■ Directions
a. Rewrite the article on the killing of a PLO official in Paris, starting at "The official, Fadel" and ending at "last 10 years.", with "car" swapped out for "vehicle".
b. Extend the article on the killing of a PLO official in Paris past its final sentence.

■ Selected extract
The official, Fadel el-Dani, 38, the deputy director of the PLO’s office in Paris, was murdered Friday morning outside his home. He died when the car he was in was demolished by an explosive device.

Police still do not know for certain whether an incendiary device was tossed into his car through an open window or whether a bomb was electronically triggered off as el-Dani was about to drive to his office. The Gaza-born PLO official was the seventh Palestinian official mysteriously killed in Paris during the last 10 years.

Police are following the possibility that an incendiary bomb was thrown into el-Dani’s car and have descriptions of four men who allegedly took part in the attack. Privately, however, police officials admit that this scenario seems highly unlikely and that el-Dani was probably the victim of a remote control device similar to that used in the killings of several of his predecessors.

Ibrahim Suss, the PLO’s Paris director, said after the killing, “I formally accuse Israel.” He said the technique used in killing el-Dani “was similar” to that used to kill the PLO deputy director in Rome last month. In that attack, Kamel Hussein, 42, was killed by a bomb planted under his car seat.

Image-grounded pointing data

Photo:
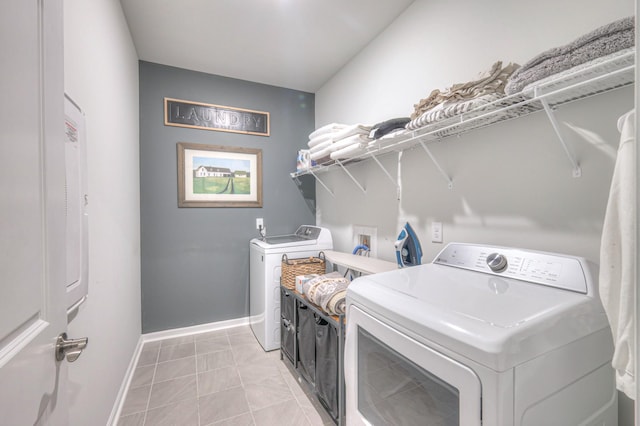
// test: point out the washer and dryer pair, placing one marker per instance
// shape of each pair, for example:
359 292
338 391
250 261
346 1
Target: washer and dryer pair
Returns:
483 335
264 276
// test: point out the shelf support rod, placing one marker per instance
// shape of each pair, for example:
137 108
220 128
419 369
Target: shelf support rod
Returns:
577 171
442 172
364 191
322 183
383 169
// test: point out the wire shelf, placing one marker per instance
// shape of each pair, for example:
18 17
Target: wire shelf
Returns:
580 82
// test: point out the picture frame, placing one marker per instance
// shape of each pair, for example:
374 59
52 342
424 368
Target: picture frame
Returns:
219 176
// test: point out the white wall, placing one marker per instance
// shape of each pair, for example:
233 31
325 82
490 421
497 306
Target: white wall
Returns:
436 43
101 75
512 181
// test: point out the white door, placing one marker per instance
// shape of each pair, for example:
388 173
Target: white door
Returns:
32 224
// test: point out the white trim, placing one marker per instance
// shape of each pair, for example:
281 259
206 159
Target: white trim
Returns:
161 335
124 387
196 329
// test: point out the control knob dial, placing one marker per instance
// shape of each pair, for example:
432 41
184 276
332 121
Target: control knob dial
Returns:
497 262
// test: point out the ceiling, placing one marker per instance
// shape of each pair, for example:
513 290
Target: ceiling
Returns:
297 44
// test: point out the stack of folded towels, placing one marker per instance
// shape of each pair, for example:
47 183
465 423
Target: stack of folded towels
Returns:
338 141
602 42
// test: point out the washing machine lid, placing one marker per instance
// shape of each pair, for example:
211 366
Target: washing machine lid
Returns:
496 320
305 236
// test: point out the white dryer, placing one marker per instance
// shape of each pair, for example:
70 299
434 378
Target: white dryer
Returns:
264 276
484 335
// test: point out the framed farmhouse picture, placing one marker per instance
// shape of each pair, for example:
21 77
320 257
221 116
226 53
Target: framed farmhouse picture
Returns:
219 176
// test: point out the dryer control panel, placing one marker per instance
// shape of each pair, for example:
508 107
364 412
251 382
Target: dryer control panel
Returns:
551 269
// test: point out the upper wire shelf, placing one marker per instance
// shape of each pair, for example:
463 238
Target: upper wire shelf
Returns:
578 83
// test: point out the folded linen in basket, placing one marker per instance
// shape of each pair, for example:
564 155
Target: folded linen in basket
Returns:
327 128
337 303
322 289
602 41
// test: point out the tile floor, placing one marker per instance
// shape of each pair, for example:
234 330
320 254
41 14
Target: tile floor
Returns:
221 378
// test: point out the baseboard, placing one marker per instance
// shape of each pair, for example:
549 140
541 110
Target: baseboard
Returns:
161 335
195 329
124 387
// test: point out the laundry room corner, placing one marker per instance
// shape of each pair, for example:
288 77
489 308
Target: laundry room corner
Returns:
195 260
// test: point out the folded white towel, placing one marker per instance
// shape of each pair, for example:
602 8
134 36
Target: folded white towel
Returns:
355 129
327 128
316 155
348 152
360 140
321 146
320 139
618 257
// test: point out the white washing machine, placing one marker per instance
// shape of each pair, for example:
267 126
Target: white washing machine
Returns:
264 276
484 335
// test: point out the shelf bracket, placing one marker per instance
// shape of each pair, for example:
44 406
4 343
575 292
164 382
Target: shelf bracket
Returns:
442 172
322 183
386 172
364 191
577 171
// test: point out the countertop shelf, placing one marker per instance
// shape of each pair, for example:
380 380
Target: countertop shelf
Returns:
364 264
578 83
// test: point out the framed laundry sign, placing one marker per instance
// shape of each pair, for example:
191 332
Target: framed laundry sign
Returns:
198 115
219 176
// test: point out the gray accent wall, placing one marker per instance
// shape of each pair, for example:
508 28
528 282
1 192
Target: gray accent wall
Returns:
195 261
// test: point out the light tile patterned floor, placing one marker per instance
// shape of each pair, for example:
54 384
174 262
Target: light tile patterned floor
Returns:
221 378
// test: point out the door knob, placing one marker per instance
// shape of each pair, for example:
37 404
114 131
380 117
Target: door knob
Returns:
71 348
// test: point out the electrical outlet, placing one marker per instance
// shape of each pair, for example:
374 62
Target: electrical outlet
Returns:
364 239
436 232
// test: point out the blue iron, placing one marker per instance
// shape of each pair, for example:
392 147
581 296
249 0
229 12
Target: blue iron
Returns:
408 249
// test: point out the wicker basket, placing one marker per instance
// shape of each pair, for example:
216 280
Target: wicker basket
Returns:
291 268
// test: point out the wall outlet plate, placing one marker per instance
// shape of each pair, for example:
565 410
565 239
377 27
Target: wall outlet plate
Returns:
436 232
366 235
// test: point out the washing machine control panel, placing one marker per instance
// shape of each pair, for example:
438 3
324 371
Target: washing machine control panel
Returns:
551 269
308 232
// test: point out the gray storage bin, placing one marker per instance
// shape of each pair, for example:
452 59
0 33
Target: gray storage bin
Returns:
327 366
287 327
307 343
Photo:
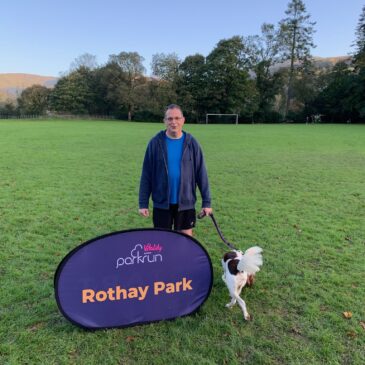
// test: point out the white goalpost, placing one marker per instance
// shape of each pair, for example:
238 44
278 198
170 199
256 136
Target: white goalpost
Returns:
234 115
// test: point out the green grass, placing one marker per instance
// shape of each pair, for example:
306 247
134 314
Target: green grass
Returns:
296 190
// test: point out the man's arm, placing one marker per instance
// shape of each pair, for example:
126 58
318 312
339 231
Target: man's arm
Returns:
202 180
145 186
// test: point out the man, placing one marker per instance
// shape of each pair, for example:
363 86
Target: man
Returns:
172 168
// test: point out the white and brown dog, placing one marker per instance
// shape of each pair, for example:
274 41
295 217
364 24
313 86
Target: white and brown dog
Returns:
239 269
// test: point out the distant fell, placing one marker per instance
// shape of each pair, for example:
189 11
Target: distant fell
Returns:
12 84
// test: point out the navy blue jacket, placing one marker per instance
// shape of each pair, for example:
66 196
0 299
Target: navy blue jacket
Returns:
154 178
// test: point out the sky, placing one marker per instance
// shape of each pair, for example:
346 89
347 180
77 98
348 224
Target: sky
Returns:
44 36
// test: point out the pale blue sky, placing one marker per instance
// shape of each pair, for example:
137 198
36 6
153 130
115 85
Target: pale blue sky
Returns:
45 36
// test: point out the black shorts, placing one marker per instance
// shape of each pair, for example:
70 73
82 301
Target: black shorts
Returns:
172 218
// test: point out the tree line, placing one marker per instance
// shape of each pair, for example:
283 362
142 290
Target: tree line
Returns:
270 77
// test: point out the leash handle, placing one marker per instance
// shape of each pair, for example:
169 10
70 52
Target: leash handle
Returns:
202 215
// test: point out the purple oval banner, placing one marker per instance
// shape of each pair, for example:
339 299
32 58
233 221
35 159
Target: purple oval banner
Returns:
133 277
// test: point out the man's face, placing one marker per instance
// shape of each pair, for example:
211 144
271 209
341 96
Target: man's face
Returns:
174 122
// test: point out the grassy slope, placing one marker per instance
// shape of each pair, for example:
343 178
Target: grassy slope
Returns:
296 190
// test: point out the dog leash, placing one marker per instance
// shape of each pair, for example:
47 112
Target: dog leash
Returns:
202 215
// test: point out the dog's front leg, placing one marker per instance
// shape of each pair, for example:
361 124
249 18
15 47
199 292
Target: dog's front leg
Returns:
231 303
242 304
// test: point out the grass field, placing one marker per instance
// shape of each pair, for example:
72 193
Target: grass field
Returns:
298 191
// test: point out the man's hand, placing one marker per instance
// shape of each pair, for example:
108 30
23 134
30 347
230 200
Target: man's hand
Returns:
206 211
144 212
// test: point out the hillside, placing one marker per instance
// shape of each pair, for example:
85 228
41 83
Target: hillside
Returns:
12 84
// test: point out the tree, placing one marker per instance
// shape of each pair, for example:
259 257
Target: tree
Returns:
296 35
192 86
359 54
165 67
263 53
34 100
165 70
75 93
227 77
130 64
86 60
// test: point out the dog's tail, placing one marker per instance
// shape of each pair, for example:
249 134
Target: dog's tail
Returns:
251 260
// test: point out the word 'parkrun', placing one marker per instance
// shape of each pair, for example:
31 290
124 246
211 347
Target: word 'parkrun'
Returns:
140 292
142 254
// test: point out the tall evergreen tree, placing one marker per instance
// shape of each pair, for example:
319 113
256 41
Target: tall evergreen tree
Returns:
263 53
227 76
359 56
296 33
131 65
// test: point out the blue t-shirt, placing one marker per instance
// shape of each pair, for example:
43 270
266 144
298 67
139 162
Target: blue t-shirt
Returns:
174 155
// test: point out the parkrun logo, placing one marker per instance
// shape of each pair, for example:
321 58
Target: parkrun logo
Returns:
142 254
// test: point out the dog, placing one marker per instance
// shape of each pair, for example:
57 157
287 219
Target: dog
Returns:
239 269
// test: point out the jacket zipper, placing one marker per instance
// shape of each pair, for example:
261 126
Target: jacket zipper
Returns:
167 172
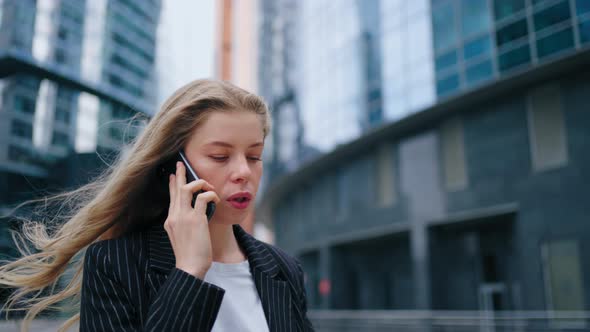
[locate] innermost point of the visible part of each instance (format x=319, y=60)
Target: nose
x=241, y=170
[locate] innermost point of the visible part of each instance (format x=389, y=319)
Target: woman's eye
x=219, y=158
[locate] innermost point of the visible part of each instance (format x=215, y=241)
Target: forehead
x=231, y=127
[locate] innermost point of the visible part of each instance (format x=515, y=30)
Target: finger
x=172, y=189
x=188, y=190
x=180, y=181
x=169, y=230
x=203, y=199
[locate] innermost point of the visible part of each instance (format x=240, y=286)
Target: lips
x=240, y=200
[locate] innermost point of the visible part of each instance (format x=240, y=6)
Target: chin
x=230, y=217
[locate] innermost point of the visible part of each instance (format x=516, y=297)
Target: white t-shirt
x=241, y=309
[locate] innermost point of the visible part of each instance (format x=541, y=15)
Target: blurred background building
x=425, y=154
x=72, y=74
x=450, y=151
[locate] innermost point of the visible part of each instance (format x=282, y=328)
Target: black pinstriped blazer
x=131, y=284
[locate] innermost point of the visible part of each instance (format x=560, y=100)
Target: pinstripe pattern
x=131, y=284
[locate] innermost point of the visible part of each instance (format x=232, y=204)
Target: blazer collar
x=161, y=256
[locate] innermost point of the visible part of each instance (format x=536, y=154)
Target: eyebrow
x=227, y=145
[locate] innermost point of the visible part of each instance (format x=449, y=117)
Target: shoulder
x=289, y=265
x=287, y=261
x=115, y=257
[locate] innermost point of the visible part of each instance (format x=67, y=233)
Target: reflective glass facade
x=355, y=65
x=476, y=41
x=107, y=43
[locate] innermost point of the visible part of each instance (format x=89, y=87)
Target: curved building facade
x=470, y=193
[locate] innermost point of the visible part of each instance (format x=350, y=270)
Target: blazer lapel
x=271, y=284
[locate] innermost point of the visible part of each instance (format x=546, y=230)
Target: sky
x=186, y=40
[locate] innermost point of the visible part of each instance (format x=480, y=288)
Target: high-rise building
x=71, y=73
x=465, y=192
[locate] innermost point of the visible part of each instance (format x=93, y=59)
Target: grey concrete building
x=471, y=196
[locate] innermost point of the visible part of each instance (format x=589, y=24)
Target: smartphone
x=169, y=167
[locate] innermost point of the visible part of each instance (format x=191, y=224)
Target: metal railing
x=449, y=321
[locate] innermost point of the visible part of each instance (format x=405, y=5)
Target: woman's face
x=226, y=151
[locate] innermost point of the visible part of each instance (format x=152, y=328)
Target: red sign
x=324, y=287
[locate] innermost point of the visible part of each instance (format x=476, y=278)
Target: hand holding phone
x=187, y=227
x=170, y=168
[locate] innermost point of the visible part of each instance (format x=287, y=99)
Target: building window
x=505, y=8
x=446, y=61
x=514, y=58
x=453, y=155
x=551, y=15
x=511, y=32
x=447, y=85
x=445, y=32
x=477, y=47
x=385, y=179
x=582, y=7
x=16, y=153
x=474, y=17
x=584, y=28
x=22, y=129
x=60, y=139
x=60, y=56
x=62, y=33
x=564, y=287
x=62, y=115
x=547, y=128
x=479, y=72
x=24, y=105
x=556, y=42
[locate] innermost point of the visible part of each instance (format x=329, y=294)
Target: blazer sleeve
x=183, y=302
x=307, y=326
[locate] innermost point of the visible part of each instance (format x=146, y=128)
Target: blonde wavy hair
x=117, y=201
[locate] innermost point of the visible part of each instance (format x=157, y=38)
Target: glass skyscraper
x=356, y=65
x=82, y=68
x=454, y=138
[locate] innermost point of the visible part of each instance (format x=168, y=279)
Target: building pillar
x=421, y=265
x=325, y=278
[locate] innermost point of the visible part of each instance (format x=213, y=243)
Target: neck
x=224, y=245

■ Outputs by task
a.
The official, Fadel el-Dani, 38, the deputy director of the PLO’s office in Paris, was murdered Friday morning outside his home. He died when the vehicle he was in was demolished by an explosive device.

Police still do not know for certain whether an incendiary device was tossed into his vehicle through an open window or whether a bomb was electronically triggered off as el-Dani was about to drive to his office. The Gaza-born PLO official was the seventh Palestinian official mysteriously killed in Paris during the last 10 years.

b.
ISRAEL DENIES RESPONSIBILITY

Ambassador Meir Rosenne of Israel emphatically denied any Israeli participation in the killing and said the murder probably was part of the inter-Arab feuding and pointed to the dissident Palestinian terrorist group headed by Abu Nidal as being the probable killers.

Rosenne also denied any Israeli approval for a statement issued by the Jewish Defense League implying that it was responsible for the murder. The JDL statement was sent to several French newspapers and news agencies. Rosenne said “Israel has nothing to do with this and disapproves of any violence from wherever it may come.”

Foreign Minister Claude Cheysson cabled Farouk Kaddumi, the head of the PLO’s political department, who only a week earlier met with President Francois Mitterrand, to express his own and France’s condolences. Both Cheysson and Interior Minister Gaston Deferre promised that France will do all it can to track down the killers and “punish them whatever their nationality or status.”